> Activity A
In the letter about a fiancée's HIV treatment, which drugs does she take now?
> Activity B
Carry on the letter about a fiancée's HIV treatment from its last sentence.

> Study text
In your reply to the message entitled "SO SO SO SAD" (Jan. 3, 2009), you invited readers to write in with their experiences. So I'm doing just that. I am HIV negative, but my fiancée is positive. She lives in Thailand, although I live in the U.S. I have written a couple of times in the past with information about local (Bangkok) HIV medical providers whom I know personally, and who I suggested that your readers might want to contact for superior quality care, based on my experience.

I strongly agree with what you wrote in reply to this reader. Let me give you a short description of my fiancée's status and history: diagnosed in July 2007, VL 18,300, CD4 about 226. She immediately went on treatment (known locally as GPO-Vir30; basically d4T, 3TC, and nevirapine). Within two months her VL was undetectable, and CD4 was ~430. By Christmas 2007 she was still undetectable, and CD4 was ~615. She continues to be undetectable; her absolute CD4 and CD4% continue to increase. She now takes tenofovir, 3TC, and generic efavirenz (called Stocrin locally). These are all available to her locally.

The improvement in her quality of life has been dramatic. I cannot overstate this. Before diagnosis and the start of treatment she was frequently sick and had various health complaints. Now she is as strong as, well, an ox (pardon the metaphor). She rarely gets sick. She looks better and is healthier than any of her coworkers. She exercises 5x per week. Her mood is good. She often works about 60 hours per week, with no problem. She feels that her life has been saved, literally. This is not how a sick person feels. This is the life of a healthy person. She has a few side effects occasionally, but they aren't too severe, and they are a whole lot better than being sick all the time.

> Dataset entries

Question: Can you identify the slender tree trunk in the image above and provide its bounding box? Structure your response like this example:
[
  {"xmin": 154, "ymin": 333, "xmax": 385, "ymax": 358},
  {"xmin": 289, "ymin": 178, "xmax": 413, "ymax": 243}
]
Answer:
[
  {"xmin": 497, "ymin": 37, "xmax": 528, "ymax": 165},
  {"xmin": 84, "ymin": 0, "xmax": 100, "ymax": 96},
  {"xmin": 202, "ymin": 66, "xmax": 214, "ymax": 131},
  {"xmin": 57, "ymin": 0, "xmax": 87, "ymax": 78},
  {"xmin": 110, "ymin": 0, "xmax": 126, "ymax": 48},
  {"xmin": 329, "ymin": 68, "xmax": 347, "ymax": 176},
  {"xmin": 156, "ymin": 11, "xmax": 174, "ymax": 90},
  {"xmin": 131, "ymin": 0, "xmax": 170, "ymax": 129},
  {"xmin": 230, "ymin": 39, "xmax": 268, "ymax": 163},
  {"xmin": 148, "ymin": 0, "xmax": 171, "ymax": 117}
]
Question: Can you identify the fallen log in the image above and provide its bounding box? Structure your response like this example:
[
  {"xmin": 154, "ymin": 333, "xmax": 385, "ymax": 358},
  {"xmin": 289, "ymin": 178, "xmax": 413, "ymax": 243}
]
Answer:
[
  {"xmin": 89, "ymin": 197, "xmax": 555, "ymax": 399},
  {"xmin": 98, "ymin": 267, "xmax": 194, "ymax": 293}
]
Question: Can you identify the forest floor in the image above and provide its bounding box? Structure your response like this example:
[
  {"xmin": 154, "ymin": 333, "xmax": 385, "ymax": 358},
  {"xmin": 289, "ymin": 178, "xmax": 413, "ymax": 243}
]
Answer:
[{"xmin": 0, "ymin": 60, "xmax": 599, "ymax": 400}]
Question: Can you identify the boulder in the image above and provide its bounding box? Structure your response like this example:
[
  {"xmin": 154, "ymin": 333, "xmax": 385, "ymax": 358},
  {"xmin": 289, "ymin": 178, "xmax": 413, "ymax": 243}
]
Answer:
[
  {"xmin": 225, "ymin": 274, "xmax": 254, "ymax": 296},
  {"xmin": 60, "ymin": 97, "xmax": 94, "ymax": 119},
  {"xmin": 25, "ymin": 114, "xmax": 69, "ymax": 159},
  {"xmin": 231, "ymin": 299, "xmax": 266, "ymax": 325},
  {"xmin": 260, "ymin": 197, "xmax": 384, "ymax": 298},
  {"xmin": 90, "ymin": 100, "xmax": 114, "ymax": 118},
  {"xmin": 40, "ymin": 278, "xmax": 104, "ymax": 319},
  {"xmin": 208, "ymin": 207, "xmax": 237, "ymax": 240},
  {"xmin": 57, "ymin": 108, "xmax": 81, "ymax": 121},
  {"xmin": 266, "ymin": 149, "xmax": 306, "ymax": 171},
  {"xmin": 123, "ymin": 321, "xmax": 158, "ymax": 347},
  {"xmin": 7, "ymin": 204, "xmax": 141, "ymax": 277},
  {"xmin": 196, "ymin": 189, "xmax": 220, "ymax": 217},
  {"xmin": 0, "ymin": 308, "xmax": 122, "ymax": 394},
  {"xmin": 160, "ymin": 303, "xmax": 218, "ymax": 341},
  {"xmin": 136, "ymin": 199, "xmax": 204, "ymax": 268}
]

> Final answer A
Tenofovir, 3TC, and generic efavirenz (called Stocrin locally).

> Final answer B
She takes a strong multivitamin as well, the K-Pax formula created and marketed by Dr. Jon Kaiser. It's admittedly expensive, but I want her to have every advantage in fighting the condition, so I send it to her from the U.S. As you know, there is SOME evidence that this formula can help SOME people with HIV, but there is only one study of this product that I know of and it was a small study (maybe ~40 participants, if I recall correctly).

So is HIV real? Undeniably, in my opinion. Do meds help people? This is beyond argument to me. Again: before diagnosis and treatment by fiancée was often sick and generally weak. Now she is healthier than almost anybody I know. If readers want more scientific evidence of this fact than my personal experience, they should look at the VERY DRAMATIC improvements overall mortality and morbidity among people receiving treatment in the years since HAART was introduced. Virtually every doctor in the world accepts these data as irrefutable, and many doctors believe, as you apparently do, that this type of therapy creates at least the possibility of a normal length of life IF the patient takes the meds faithfully and lives a healthy lifestyle generally. How much of my fiancée's improvement was due to treatment and how much was because of the vitamins? We dont know, and personally I don't care. We are fortunate to have access to both, and she plans to continue taking both.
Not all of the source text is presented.